PROMPT: Go through the records below and copy out every line holding "wall".

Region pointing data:
►

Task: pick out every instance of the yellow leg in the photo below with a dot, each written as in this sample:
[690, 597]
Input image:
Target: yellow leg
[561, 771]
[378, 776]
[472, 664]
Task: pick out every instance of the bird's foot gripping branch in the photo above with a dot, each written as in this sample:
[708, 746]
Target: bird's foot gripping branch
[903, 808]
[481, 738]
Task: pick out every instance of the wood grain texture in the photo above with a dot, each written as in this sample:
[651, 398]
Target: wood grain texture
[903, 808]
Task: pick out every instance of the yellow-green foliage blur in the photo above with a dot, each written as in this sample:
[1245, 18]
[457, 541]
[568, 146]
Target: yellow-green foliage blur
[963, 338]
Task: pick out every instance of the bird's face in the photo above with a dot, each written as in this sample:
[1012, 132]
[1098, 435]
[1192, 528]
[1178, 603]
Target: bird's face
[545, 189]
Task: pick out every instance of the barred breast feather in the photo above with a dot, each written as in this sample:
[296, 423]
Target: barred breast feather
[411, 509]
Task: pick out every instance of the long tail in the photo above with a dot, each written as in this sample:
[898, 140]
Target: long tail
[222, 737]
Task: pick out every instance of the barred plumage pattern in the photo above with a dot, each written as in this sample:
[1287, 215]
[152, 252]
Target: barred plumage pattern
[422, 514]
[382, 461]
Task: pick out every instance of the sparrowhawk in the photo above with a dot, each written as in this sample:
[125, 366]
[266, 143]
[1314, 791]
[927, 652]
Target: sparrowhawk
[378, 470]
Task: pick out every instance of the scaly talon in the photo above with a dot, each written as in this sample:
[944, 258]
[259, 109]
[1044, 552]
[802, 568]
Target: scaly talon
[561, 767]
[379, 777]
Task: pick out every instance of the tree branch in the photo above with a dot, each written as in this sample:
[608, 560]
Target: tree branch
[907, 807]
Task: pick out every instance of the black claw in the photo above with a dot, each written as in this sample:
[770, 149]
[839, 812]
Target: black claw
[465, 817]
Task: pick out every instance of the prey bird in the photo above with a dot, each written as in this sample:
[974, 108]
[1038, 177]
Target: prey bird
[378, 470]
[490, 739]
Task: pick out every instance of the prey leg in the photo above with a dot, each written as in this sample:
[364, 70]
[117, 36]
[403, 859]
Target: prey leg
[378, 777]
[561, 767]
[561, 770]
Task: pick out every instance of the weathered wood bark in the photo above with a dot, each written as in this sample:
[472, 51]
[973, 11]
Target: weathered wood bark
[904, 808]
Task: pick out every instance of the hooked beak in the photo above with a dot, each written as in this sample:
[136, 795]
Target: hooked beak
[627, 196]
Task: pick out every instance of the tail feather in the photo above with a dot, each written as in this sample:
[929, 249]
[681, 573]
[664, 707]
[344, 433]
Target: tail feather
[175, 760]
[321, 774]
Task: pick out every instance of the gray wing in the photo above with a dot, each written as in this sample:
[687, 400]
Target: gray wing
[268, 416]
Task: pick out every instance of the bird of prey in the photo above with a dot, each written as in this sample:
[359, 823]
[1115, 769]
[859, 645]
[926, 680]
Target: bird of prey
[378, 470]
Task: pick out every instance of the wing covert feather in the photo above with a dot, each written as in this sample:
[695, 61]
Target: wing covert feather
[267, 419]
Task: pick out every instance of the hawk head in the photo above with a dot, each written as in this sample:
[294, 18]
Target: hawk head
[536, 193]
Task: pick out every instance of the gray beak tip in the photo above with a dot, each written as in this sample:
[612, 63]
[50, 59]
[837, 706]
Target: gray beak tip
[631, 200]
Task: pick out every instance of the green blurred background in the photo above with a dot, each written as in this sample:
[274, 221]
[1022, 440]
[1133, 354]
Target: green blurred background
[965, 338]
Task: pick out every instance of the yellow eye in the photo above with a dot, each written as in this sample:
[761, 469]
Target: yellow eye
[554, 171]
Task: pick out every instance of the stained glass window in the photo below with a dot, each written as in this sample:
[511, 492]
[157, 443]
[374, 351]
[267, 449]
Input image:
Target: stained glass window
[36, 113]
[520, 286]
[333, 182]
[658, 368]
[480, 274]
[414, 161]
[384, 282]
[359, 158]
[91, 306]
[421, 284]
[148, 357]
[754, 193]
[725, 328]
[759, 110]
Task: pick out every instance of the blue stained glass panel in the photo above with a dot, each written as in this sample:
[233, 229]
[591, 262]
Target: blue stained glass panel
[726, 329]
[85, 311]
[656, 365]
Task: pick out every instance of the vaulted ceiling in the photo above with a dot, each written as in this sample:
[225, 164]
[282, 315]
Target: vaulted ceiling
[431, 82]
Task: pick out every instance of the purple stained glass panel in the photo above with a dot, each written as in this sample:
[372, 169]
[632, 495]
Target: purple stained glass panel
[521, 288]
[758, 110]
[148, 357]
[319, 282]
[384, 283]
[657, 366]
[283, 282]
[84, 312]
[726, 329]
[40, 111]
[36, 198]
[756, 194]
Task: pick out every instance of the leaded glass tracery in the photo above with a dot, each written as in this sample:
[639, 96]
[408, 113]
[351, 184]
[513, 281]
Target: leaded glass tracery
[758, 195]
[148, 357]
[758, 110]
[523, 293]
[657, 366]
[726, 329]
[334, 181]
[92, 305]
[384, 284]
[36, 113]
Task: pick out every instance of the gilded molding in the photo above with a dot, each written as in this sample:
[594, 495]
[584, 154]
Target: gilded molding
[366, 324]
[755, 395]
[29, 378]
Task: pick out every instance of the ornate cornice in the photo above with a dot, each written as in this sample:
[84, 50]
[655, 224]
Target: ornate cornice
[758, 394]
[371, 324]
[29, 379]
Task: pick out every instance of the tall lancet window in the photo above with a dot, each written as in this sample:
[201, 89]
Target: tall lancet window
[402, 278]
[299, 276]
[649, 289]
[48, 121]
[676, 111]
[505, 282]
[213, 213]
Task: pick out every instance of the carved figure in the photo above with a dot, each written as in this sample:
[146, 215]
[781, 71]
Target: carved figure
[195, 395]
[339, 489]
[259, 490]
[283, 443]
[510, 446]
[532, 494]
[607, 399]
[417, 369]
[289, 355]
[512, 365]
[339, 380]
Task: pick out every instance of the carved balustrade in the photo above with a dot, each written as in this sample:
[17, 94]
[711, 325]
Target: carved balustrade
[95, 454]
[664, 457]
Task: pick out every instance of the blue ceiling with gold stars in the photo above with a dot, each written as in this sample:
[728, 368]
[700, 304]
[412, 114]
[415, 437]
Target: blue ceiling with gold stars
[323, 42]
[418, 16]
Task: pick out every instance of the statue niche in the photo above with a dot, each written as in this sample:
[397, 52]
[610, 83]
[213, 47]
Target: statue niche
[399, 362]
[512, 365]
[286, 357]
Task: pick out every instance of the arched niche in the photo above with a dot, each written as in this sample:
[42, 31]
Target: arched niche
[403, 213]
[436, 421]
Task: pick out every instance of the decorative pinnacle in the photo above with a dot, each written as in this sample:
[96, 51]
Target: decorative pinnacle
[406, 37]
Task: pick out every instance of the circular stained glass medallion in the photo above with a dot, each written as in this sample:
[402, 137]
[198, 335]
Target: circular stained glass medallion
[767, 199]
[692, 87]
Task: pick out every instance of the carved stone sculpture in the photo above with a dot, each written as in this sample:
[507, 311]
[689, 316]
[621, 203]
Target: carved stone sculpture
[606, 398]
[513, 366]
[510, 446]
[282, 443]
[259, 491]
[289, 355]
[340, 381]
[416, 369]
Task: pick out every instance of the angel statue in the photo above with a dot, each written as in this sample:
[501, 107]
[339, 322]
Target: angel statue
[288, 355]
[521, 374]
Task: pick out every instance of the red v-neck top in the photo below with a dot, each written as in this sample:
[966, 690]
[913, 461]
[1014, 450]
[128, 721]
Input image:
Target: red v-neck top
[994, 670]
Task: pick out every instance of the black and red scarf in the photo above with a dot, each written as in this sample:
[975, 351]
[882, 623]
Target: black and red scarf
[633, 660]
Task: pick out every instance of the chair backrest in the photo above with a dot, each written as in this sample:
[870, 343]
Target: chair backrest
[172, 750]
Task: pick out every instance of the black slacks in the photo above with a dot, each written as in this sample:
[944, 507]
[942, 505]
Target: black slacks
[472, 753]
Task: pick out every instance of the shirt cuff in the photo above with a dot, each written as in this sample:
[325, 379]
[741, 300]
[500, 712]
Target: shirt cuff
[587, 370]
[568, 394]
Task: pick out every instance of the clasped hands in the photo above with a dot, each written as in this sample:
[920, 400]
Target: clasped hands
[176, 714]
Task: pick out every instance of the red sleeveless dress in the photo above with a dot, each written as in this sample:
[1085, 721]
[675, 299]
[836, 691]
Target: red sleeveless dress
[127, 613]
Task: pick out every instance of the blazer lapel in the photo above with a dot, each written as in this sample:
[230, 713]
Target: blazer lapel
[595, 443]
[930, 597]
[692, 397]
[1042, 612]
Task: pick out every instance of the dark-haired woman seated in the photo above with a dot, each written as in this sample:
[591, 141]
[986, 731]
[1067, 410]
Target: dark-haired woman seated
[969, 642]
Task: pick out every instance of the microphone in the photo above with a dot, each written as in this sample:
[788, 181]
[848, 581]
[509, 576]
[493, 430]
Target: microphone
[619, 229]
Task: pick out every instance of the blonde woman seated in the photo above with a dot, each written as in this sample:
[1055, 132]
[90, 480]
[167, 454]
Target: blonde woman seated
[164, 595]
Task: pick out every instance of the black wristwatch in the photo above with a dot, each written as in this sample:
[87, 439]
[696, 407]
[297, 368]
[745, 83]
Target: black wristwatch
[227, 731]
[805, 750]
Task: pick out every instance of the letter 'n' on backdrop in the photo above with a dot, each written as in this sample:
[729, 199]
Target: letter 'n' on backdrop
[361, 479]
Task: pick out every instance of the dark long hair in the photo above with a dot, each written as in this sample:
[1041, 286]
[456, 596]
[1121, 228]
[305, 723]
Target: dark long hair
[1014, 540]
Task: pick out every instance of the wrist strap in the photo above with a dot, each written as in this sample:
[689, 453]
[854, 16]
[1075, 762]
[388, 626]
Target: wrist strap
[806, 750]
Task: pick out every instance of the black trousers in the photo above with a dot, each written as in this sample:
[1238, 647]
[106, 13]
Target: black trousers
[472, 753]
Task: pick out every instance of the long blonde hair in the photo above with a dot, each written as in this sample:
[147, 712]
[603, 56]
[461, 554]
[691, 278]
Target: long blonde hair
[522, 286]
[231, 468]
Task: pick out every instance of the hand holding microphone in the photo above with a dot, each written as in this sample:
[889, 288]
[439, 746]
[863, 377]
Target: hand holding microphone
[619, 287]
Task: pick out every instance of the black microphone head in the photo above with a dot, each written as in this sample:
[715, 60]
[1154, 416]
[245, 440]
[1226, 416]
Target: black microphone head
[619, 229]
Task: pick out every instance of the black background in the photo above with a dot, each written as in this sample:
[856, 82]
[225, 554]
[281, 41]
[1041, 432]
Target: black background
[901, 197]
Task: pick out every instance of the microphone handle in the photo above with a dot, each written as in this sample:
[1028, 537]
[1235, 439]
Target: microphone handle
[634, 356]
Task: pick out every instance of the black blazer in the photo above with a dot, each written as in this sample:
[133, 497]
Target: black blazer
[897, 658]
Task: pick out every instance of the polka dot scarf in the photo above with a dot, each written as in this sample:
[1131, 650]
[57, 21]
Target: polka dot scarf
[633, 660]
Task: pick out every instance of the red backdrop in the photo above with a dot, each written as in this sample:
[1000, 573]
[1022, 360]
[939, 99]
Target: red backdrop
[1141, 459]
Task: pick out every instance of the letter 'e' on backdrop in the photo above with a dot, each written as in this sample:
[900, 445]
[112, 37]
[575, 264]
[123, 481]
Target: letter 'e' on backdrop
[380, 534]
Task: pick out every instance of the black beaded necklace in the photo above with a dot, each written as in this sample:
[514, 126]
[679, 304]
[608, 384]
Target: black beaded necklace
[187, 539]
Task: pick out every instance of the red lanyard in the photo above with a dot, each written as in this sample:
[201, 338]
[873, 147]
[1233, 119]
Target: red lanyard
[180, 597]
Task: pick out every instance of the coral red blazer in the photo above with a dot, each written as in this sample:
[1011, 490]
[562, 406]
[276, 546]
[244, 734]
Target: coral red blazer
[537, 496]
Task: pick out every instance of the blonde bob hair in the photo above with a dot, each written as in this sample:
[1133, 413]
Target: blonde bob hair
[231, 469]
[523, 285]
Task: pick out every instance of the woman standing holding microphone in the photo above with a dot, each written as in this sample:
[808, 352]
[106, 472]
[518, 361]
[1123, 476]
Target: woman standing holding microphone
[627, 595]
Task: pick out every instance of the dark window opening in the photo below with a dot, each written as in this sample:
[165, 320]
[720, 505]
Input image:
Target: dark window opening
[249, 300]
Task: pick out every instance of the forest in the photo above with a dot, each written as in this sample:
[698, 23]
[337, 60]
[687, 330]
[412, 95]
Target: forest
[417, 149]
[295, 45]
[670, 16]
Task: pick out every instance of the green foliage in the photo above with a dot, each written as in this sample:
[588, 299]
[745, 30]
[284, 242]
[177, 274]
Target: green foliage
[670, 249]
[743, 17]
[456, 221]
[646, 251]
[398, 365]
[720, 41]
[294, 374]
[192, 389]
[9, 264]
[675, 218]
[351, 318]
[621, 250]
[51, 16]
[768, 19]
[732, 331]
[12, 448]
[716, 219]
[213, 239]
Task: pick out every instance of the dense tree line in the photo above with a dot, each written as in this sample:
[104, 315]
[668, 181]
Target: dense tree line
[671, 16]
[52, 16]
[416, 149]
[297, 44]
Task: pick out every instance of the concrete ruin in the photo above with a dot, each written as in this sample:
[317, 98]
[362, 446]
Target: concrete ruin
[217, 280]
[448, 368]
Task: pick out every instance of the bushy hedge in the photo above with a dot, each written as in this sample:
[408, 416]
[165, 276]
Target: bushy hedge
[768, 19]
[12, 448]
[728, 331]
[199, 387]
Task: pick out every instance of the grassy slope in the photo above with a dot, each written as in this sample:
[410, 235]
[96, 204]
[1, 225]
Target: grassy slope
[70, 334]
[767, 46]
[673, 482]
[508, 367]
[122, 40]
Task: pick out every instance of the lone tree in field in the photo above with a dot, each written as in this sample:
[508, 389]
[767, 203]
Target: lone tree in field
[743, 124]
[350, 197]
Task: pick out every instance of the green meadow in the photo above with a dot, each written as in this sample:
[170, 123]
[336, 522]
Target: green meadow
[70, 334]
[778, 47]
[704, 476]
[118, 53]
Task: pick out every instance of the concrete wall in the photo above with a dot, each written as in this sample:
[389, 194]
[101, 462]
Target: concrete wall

◄

SOLUTION FOR THIS PROBLEM:
Task: pick out every instance of the concrete wall in the photo above with a dot, each written as in this sample:
Target: concrete wall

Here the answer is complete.